**Exercise requirements**
(a) In the piece on what not to say to a caregiver, where did the speaker see the facility run by the 'La Di Da' Agency?
(b) Transcribe the piece on what not to say to a caregiver from "And if one does" up to and including "they know not.".
(c) Go on with the piece on what not to say to a caregiver, starting after its final line.

**Extract provided**
WHAT NOT TO SAY TO THE CAREGIVER

ZIP YOUR LIP

OR WHAT NOT TO SAY TO THE CAREGIVER.

 

And if one does say these things, no matter how the Caregiver actually responds, this is what they can’t help but be thinking.

People say the strangest things when they don’t know what to say.  And even odder things when they are trying to add wisdom to a situation of which they know not.

There are times when a person insists on knowing what’s been going on with getting any kind of Assistance (physical, financial, emotional).  The lack of assistance for the Elderly in this Country is definitely a topic for another time. But saying,

“Have you tried calling ‘La Di Da’ Agency? I saw the facility on TV, and it looked interesting.” Is not particularly helpful, because I’m thinking…

Yes, I’ve called ‘La Di Da’ Agency and every other Agency in the state.  I have spent hours on the phone, and I have no desire to recount any of this useless information to you!

“I really hope that you get some rest this weekend!”

**Supplied data**
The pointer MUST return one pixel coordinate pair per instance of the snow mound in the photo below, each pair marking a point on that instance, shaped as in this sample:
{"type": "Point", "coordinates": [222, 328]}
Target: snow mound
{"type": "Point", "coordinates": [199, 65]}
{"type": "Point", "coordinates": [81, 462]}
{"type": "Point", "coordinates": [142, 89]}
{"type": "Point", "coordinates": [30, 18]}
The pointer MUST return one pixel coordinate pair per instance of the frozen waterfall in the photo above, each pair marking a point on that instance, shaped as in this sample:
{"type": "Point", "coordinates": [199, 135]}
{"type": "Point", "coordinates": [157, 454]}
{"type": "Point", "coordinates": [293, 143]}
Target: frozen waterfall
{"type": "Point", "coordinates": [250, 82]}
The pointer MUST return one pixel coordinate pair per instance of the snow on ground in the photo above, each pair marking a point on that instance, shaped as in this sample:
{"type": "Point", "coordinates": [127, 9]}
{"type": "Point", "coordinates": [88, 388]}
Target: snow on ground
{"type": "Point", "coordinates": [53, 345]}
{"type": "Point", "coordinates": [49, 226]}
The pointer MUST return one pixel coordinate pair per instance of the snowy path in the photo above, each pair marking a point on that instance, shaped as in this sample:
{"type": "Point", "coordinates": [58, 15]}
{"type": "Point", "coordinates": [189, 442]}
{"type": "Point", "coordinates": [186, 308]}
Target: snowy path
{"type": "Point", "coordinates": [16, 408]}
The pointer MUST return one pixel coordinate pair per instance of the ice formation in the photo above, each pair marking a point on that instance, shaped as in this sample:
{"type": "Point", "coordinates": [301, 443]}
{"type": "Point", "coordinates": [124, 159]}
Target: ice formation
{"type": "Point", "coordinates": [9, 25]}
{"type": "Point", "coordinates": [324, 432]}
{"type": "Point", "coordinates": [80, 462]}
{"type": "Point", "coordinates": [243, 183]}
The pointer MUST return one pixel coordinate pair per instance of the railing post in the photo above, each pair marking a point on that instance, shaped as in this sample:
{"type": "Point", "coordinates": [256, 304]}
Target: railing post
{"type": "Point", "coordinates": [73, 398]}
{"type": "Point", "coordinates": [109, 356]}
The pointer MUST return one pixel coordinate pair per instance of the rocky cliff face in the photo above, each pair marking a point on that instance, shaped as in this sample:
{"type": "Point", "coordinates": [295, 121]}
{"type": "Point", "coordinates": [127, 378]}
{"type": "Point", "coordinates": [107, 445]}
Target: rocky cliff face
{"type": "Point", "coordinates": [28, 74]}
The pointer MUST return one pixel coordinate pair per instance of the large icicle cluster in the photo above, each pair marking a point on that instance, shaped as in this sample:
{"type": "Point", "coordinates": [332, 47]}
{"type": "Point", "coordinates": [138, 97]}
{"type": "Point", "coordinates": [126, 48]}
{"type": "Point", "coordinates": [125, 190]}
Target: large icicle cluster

**Results of the exercise**
(a) On TV.

(b)
And if one does say these things, no matter how the Caregiver actually responds, this is what they can’t help but be thinking.

People say the strangest things when they don’t know what to say.  And even odder things when they are trying to add wisdom to a situation of which they know not.

(c)
That is my personal least favorite.  And so, the thoughts in my head sound a lot like this,

“Weekend? Are you serious? Saturday is just another day in my world with the work week that has no end.  And do you have any flipping idea what the definition of rest actually is? I CAN NEVER GET ANY REST!”

I’m not sure if these people are genuinely trying to be helpful or just making relevant conversation by saying things like,

“My insurance pays for ‘blah blah blah’.  Have you looked into her insurance?”

No, I’m a blooming idiot.  Like that wasn’t the first phone call that I made!

“When my Cousin’s Boyfriend’s Sister was a Caregiver, she said…”

That would be hearsay, immaterial and totally irrelevant! As Perry Mason would say!

It is amazing the unsolicited advice that you receive—from people who do not have a clue what you are going through.

And in addition to those people, there is my Mother who often says, 

“I have made an appointment to do something totally unnecessary that you don’t like to do at the most inconvenient time that I could arrange.”

Who do you think that you are? And more importantly, who do you think that I am?

Sometimes even the most casual of conversations can seem un-nerving to the Caregiver.  For instance,

“There is this Series that you simply have to watch on Netflix.  There are 3 Seasons now and I think you’ll love it.”

Binge watch a Season—when exactly.

“Just let me know a day and a time when we can get together.”

It’s pretty much either “now” or “not now” but actually making and keeping a plan that doesn’t involve my Mother is not easily possible.

I typically respond by simply saying, “OK, I will.”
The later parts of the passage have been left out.